**ABOUT THIS TASK:** Once you have read the entries, copy all of them exactly.

Point-per-instance localization data:

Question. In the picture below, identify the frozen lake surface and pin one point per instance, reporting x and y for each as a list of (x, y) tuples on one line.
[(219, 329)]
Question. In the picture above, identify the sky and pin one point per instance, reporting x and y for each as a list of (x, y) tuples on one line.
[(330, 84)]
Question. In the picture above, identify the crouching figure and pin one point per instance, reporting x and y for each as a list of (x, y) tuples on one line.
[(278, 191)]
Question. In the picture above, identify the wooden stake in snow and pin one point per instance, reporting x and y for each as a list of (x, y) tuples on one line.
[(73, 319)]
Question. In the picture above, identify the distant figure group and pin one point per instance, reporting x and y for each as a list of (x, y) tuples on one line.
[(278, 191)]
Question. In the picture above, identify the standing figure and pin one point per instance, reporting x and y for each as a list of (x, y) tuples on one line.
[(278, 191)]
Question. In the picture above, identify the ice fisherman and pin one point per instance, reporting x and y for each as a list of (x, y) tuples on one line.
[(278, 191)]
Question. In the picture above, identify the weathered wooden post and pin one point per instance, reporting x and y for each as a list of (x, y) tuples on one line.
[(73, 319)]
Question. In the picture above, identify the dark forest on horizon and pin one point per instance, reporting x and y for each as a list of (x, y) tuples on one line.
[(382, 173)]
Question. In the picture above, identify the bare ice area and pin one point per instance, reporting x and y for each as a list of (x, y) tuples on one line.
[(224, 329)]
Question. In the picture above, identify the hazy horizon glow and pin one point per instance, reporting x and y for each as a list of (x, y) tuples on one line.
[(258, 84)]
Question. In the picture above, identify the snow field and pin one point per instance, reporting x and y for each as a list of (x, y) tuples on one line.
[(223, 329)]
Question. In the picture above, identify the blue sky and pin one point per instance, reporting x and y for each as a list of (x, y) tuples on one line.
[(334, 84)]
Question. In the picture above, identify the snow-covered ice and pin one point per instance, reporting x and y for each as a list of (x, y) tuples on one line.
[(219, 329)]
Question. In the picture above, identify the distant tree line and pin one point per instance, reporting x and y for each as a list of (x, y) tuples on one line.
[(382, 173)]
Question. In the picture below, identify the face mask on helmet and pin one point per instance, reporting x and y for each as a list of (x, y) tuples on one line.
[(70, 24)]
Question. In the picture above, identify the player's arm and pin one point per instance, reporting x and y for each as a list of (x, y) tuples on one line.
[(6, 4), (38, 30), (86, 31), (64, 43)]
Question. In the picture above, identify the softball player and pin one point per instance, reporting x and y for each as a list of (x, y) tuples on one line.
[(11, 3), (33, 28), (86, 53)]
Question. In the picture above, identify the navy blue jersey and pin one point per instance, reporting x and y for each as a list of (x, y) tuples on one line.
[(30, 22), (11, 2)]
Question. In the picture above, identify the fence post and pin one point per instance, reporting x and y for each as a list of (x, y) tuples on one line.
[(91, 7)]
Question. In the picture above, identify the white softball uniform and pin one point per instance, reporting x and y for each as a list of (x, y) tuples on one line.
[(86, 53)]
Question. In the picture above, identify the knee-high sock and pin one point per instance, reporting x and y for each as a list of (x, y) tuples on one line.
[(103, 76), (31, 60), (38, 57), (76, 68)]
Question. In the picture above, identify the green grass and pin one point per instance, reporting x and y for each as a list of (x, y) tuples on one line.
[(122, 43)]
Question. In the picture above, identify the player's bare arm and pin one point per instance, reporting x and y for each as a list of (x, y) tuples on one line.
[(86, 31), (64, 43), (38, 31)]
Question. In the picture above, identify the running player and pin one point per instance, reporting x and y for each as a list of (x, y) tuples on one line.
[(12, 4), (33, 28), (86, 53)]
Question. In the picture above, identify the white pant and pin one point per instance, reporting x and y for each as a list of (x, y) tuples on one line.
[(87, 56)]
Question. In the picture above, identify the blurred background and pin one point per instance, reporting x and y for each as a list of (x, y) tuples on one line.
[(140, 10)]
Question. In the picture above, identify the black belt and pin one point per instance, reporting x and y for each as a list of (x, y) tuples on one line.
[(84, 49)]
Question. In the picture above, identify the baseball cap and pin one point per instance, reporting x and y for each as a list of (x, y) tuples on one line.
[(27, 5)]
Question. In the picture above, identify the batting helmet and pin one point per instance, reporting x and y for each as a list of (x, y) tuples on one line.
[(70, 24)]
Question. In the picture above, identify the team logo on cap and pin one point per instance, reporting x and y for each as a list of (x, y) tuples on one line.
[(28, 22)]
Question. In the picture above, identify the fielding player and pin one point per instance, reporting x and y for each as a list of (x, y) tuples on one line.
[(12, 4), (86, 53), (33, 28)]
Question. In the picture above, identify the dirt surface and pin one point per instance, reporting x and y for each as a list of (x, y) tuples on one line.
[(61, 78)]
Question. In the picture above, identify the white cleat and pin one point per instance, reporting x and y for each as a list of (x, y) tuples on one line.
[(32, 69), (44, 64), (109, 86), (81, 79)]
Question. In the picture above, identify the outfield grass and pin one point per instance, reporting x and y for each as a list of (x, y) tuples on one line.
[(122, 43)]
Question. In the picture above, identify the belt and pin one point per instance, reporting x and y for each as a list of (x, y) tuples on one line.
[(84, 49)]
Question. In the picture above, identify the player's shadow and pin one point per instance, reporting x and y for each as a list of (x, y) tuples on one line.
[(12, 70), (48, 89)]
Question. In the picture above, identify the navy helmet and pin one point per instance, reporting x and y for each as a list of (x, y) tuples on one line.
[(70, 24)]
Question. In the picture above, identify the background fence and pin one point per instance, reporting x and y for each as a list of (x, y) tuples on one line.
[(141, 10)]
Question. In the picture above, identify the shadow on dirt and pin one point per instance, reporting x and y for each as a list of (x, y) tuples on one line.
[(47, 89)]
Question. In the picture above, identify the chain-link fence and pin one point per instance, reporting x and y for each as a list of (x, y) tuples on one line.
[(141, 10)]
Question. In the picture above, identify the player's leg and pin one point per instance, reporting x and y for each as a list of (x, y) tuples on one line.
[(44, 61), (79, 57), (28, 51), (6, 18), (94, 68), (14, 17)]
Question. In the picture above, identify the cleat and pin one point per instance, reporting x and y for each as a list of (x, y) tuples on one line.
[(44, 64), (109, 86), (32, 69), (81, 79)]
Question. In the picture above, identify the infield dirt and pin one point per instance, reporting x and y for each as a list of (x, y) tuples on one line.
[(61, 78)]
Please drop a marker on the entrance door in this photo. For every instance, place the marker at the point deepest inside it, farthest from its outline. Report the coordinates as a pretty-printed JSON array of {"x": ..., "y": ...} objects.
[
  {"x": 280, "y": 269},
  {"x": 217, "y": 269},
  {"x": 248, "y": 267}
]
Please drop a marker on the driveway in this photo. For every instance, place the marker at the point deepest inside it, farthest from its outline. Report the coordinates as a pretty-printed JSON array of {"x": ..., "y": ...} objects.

**EXERCISE RESPONSE:**
Question. In the picture below, identify the frozen lake surface and pin one point per instance, reporting x and y for each as a list of (x, y) tuples on one line.
[(219, 329)]
Question. In the picture above, identify the sky and pin one point per instance, reporting x and y for each as a list of (x, y) tuples on one line.
[(330, 84)]
Question. In the picture above, identify the crouching figure and pin one point per instance, reporting x and y for each as a list of (x, y) tuples on one line.
[(278, 191)]
Question. In the picture above, identify the wooden stake in snow and pin one point per instance, reporting x and y for each as a list of (x, y) tuples on one line.
[(73, 319)]
Question. In the picture above, identify the distant figure group and pin one point per instance, reporting x and y for each as a list of (x, y) tuples on one line.
[(278, 191)]
Question. In the picture above, identify the standing figure and pin one point per instance, reporting x and y for each as a list of (x, y) tuples on one line.
[(278, 191)]
Question. In the picture above, identify the ice fisherman and pin one point per instance, reporting x and y for each as a list of (x, y) tuples on one line.
[(278, 191)]
Question. In the picture above, identify the weathered wooden post and pin one point per instance, reporting x and y for each as a list of (x, y) tuples on one line.
[(73, 319)]
Question. In the picture above, identify the dark forest on horizon and pin one point per instance, reporting x and y for each as a list of (x, y) tuples on one line.
[(382, 173)]
Question. In the picture above, identify the bare ice area and pin one point per instance, reporting x and y for each as a list of (x, y) tuples on one line.
[(224, 329)]
Question. In the picture above, identify the hazy horizon glow and pin one point per instance, reporting x and y for each as a list of (x, y) tuples on one line.
[(258, 84)]
Question. In the picture above, identify the snow field and pin one point per instance, reporting x and y for each as a list of (x, y) tuples on one line.
[(223, 329)]
Question. In the picture above, identify the blue sky and pin one point per instance, reporting x and y for each as a list of (x, y) tuples on one line.
[(334, 84)]
Question. In the picture above, identify the snow-covered ice and pin one point per instance, reporting x and y for each as a list of (x, y) tuples on one line.
[(219, 329)]
Question. In the picture above, identify the distant tree line and pin one point per instance, reporting x and y for each as a list of (x, y) tuples on one line.
[(382, 173)]
Question. In the picture below, identify the face mask on helmet and pin one point per instance, reporting x and y for each as a list of (x, y) tuples on one line.
[(70, 24)]
Question. In the picture above, identify the player's arm and pin one point per instance, reporting x and y for each as a list of (x, y) tuples on one line.
[(6, 4), (38, 30), (86, 31), (64, 43)]
Question. In the picture above, identify the softball player and pin one point per instance, reporting x and y for each as a list of (x, y) tuples on one line.
[(11, 3), (33, 28), (86, 53)]
Question. In the picture above, identify the navy blue jersey and pin one point per instance, reporting x and y for each as a list of (x, y) tuples on one line.
[(30, 22), (11, 2)]
Question. In the picture above, identify the fence post and pin one point per instance, reporting x and y for each as a list of (x, y) tuples on one line.
[(91, 7)]
Question. In the picture above, identify the white softball uniform and pin one point per instance, reporting x and y for each as a list of (x, y) tuples on one line.
[(86, 53)]
Question. In the picture above, identify the knee-high sock and pin one point per instance, reporting x and y for each as a list of (x, y) tuples on one line.
[(103, 76), (31, 60), (38, 57), (76, 68)]
Question. In the picture above, identify the green grass and pin one point per instance, reporting x and y for each as a list of (x, y) tuples on one line.
[(122, 43)]
Question. In the picture above, identify the player's bare arm and pin one point per instance, reporting x and y for each as a list of (x, y) tuples on one line.
[(86, 31), (64, 43), (38, 31)]
Question. In the picture above, identify the running player and pin one point per instance, reporting x and y for each as a list of (x, y) tuples on one line.
[(12, 4), (33, 28), (86, 53)]
Question. In the picture above, identify the white pant and pin one point per instance, reporting x and y for each as a list of (x, y) tuples on one line.
[(87, 56)]
Question. In the picture above, identify the blurred background and pin one point per instance, reporting x and y for each as a list of (x, y) tuples on one line.
[(140, 10)]
Question. In the picture above, identify the black belt and pin one point per instance, reporting x and y for each as a list of (x, y) tuples on one line.
[(84, 49)]
Question. In the picture above, identify the baseball cap and pin one point per instance, reporting x and y for each as a list of (x, y) tuples on one line.
[(27, 5)]
Question. In the picture above, identify the batting helmet and pin one point per instance, reporting x and y for each as a list of (x, y) tuples on one line.
[(70, 24)]
Question. In the picture above, identify the team logo on cap and pin one point per instance, reporting x and y for each as a list of (x, y) tuples on one line.
[(28, 22)]
Question. In the picture above, identify the fielding player and pin one point per instance, reporting x and y for each as a list of (x, y) tuples on one line.
[(12, 4), (86, 53), (33, 28)]
Question. In the picture above, identify the dirt surface and pin one point per instance, reporting x and y for each as a list of (x, y) tuples on one line.
[(61, 78)]
Question. In the picture above, identify the white cleat and pin one point per instance, reporting x and y for each as a list of (x, y) tuples on one line.
[(32, 69), (44, 64), (109, 86), (81, 79)]
Question. In the picture above, identify the outfield grass and pin one point per instance, reporting x and y for each as a list of (x, y) tuples on one line.
[(122, 43)]
Question. In the picture above, identify the belt and pin one point per instance, reporting x and y for each as a list of (x, y) tuples on one line.
[(84, 49)]
Question. In the picture above, identify the player's shadow and pin one point per instance, reporting x and y for each as a list of (x, y) tuples on one line.
[(12, 70), (48, 89)]
Question. In the picture above, identify the navy helmet and pin one point per instance, reporting x and y for each as a list of (x, y) tuples on one line.
[(70, 24)]
Question. In the picture above, identify the background fence and pin one point per instance, reporting x and y for each as a list of (x, y) tuples on one line.
[(141, 10)]
Question. In the picture above, identify the shadow on dirt and pin one point per instance, reporting x and y for each as a list of (x, y) tuples on one line.
[(47, 89)]
Question. In the picture above, identify the chain-link fence and pin one point per instance, reporting x and y for each as a list of (x, y) tuples on one line.
[(141, 10)]
Question. In the picture above, identify the player's leg and pin one point per instance, reporting x and y for each as a list of (x, y) tuples on one line.
[(44, 61), (79, 57), (28, 51), (6, 18), (94, 68), (14, 17)]
Question. In the picture above, identify the cleat and pin one point per instance, reporting x and y for each as a list of (x, y) tuples on one line.
[(44, 64), (109, 86), (32, 69), (81, 79)]
Question. In the picture above, identify the infield dirt and pin one point per instance, reporting x and y for each as a list of (x, y) tuples on one line.
[(61, 78)]
Please drop a marker on the entrance door in this photo. For every instance, place the marker at the point deepest inside it, farthest from its outline. Report the coordinates as a pretty-printed JSON array of {"x": ..., "y": ...} objects.
[
  {"x": 280, "y": 269},
  {"x": 217, "y": 269},
  {"x": 248, "y": 267}
]
Please drop a marker on the driveway in this photo. For every instance, place the marker at the point deepest inside it, farthest from its outline. Report the coordinates as a pretty-printed JSON array of {"x": ..., "y": ...} objects.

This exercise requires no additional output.